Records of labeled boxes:

------

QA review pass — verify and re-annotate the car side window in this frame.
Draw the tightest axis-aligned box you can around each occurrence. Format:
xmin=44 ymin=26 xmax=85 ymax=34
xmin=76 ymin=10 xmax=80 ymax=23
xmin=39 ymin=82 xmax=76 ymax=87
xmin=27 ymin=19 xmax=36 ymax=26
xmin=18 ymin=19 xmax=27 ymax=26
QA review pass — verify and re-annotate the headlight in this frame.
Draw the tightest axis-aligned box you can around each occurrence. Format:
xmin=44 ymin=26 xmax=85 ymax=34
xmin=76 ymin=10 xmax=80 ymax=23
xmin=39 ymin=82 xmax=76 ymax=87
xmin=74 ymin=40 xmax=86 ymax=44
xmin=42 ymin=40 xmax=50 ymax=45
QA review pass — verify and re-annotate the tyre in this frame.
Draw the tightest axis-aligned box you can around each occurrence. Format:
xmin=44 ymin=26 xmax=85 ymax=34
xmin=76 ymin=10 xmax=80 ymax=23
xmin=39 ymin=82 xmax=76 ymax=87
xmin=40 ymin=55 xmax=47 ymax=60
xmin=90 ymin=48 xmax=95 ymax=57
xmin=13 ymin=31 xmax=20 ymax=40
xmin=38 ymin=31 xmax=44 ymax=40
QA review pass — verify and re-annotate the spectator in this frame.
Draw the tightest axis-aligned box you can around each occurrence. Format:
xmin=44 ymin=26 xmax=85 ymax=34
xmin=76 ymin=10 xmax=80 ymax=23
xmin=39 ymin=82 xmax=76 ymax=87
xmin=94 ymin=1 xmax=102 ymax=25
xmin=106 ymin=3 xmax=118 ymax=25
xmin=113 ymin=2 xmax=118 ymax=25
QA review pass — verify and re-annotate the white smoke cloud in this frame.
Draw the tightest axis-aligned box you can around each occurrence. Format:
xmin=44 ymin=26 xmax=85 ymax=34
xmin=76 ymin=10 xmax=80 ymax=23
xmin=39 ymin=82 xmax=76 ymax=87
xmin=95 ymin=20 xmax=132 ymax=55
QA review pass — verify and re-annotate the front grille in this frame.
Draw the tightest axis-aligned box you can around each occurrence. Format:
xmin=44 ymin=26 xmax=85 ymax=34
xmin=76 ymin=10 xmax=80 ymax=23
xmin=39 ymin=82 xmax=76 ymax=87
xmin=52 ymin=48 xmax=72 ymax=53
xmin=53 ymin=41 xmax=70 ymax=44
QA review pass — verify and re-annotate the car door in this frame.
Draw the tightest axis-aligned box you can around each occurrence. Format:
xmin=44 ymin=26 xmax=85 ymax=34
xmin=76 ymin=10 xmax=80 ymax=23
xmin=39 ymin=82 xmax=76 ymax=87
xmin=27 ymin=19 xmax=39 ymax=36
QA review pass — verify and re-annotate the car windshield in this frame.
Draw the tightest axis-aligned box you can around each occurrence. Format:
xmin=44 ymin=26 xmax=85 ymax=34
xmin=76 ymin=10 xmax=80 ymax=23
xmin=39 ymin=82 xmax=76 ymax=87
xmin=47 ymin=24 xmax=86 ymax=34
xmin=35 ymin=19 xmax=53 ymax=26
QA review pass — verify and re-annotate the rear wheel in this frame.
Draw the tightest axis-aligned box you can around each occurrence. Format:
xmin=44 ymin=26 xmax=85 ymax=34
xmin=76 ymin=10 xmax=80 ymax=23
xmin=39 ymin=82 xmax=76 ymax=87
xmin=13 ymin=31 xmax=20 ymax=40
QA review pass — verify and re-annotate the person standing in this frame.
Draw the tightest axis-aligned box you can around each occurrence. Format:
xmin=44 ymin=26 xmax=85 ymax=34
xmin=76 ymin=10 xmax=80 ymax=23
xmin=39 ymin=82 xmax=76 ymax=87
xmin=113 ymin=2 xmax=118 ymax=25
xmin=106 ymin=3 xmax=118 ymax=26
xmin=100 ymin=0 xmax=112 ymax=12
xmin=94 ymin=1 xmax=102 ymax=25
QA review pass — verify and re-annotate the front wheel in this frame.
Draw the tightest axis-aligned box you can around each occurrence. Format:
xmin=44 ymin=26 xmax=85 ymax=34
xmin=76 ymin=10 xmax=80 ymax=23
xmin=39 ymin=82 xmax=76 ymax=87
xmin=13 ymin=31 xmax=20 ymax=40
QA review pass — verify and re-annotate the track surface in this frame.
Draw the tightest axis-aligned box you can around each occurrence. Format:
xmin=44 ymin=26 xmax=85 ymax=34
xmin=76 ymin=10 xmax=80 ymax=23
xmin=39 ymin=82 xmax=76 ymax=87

------

Set problem
Copy out, unchanged, the lines from the one containing "QA review pass — verify and re-annotate the spectator" through the one containing "xmin=95 ymin=20 xmax=132 ymax=55", both included.

Answer to the task
QA review pass — verify and re-annotate the spectator in this frame.
Draw the tightest axis-aligned box you can around each occurrence. Format:
xmin=44 ymin=26 xmax=85 ymax=34
xmin=76 ymin=10 xmax=80 ymax=23
xmin=39 ymin=82 xmax=76 ymax=87
xmin=94 ymin=1 xmax=102 ymax=25
xmin=106 ymin=3 xmax=118 ymax=25
xmin=113 ymin=2 xmax=118 ymax=25
QA review pass — verify and re-annotate the white smoke cloud in this frame.
Draw the tightest axis-aligned box you can around each occurrence. Format:
xmin=44 ymin=26 xmax=85 ymax=34
xmin=76 ymin=10 xmax=80 ymax=23
xmin=39 ymin=82 xmax=76 ymax=87
xmin=95 ymin=20 xmax=132 ymax=55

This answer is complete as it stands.